• **MATERIAL FOR THE TASK**

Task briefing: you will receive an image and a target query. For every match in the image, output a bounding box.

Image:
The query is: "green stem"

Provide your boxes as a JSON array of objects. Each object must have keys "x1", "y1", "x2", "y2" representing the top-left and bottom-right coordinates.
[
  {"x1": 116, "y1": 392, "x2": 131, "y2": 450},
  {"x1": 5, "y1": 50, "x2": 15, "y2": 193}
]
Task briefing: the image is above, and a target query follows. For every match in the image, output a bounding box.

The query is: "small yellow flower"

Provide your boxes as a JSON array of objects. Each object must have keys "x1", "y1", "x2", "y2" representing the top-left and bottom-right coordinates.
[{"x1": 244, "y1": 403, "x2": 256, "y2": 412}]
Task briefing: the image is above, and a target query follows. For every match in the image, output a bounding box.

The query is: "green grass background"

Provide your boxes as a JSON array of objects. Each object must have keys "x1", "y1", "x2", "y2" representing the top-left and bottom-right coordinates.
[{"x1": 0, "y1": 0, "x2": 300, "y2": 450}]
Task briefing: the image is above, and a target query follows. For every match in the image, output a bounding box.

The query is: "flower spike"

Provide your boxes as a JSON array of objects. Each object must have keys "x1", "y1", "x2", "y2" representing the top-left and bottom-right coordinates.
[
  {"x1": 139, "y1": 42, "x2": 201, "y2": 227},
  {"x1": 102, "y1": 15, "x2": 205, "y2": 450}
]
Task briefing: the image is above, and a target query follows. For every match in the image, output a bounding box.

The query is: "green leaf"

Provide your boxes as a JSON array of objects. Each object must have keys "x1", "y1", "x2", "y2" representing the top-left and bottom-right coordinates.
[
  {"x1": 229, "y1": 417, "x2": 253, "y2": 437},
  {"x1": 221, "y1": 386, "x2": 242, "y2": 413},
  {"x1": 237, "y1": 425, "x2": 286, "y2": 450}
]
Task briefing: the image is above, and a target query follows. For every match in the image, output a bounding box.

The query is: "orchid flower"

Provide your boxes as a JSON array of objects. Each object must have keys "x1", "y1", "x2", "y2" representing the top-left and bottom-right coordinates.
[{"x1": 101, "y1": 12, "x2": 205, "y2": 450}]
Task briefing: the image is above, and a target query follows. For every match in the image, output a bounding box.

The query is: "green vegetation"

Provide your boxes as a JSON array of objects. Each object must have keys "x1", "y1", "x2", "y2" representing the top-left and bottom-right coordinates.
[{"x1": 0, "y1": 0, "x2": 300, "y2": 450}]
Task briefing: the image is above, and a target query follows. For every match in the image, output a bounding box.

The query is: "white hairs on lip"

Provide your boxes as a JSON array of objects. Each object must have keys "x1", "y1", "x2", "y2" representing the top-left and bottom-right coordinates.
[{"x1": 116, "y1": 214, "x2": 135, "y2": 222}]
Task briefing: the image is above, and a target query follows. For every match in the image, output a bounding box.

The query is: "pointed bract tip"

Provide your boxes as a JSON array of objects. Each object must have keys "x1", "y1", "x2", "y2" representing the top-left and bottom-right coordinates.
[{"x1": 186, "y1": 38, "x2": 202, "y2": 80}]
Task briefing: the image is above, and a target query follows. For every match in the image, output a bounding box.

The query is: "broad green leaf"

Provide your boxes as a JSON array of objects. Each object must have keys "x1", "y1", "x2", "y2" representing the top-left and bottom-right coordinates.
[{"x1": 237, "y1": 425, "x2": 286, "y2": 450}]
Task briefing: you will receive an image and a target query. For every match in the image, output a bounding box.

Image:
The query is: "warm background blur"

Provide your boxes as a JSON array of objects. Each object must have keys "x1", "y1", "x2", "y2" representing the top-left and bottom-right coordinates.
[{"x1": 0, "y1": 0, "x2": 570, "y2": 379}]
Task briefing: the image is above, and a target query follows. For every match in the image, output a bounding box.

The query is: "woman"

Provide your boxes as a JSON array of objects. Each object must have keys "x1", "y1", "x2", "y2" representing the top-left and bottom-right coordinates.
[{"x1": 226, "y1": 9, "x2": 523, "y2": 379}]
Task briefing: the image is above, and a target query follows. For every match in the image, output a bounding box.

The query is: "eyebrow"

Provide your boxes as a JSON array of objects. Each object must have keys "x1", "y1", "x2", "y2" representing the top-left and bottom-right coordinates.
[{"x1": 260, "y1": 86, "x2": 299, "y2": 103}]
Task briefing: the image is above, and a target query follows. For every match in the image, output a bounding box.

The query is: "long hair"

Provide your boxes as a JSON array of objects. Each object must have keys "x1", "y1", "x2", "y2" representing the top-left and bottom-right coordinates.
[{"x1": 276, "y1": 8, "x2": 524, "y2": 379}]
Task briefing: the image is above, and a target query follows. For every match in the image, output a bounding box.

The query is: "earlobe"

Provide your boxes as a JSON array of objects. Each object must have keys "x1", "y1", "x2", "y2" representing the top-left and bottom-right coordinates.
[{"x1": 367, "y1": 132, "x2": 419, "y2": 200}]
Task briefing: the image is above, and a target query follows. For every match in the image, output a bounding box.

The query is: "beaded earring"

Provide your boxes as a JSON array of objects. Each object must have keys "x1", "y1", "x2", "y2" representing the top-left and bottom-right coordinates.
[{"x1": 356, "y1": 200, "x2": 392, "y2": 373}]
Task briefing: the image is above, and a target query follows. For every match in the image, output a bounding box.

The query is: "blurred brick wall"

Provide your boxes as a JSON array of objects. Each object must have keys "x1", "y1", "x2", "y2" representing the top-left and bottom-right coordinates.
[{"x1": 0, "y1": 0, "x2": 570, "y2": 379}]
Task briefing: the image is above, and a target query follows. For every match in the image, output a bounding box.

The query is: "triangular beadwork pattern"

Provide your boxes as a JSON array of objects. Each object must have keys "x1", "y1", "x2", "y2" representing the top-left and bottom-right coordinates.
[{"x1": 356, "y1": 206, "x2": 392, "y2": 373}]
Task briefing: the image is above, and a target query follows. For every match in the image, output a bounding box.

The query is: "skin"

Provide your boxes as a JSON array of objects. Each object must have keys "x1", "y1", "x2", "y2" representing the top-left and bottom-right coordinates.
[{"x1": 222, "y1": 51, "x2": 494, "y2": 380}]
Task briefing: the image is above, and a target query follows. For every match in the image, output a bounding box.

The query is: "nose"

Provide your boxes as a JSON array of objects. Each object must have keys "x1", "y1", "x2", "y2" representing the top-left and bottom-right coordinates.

• **EXERCISE REQUIREMENTS**
How many of the lines above contain the word "leaf"? Reply with the number only.

• **EXPECTED OUTPUT**
2